_Text section:_
= = =
Mayors are best placed to determine how to use the people and resources at their disposal to deliver for their communities. This amendment would prevent that by mandating the delegation of these functions specifically to a deputy mayor for fire and rescue. It would also, therefore, prevent mayors delegating these functions to a public safety commissioner. The effective delegation of fire and rescue functions to a commissioner can ease capacity constraints, ensuring that there is a dedicated individual with the time and expertise to focus on executing those functions. Fire and rescue functions are already held by deputy mayors for policing and crime in Greater Manchester and York—and in North Yorkshire, as mentioned by the noble Baroness, Lady McIntosh. She seemed to say that she was not quite sure where it sat, so I will definitely write to her to explain how it works.

If they wish, mayors will be able to make an existing deputy mayor for policing and crime the public safety commissioner, meaning that that individual could lead on both policing and fire. However, certain functions should be the sole responsibility of the elected mayor as the head of the fire and rescue authority. Functions with the most significant bearing on the strategic direction of the fire service—such as the budget, the risk plan and the appointment or dismissal of the chief fire officer—are, therefore, retained by the mayor. On statutory requirements, fire and rescue services still have the right to respond to any planning application at the moment, for example, so they play a key role in that area. It is important that decisions in these areas are taken right at the top and that the person taking them is accountable at the ballot box.
= = =
_What is expected:_
Retype the passage on mayoral fire and rescue functions from "If they wish, mayors" to "the ballot box.".
= = =
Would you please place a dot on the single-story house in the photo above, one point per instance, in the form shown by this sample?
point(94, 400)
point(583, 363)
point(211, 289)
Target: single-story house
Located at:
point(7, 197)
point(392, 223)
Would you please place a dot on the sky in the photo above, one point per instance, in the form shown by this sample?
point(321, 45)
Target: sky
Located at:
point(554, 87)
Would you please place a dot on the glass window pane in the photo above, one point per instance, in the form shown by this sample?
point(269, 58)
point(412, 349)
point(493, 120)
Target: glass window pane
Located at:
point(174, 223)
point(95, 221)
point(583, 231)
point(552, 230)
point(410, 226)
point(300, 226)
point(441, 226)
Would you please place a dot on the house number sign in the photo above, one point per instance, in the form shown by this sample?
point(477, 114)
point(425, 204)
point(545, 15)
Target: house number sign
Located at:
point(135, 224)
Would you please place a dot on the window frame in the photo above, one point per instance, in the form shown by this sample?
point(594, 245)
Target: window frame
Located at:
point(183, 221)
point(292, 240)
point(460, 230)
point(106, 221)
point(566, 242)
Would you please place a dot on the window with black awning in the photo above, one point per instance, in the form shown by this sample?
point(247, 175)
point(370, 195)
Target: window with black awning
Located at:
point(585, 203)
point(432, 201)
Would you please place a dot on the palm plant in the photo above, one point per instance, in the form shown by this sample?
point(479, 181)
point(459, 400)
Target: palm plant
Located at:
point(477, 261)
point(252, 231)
= = =
_Exercise solution:_
If they wish, mayors will be able to make an existing deputy mayor for policing and crime the public safety commissioner, meaning that that individual could lead on both policing and fire. However, certain functions should be the sole responsibility of the elected mayor as the head of the fire and rescue authority. Functions with the most significant bearing on the strategic direction of the fire service—such as the budget, the risk plan and the appointment or dismissal of the chief fire officer—are, therefore, retained by the mayor. On statutory requirements, fire and rescue services still have the right to respond to any planning application at the moment, for example, so they play a key role in that area. It is important that decisions in these areas are taken right at the top and that the person taking them is accountable at the ballot box.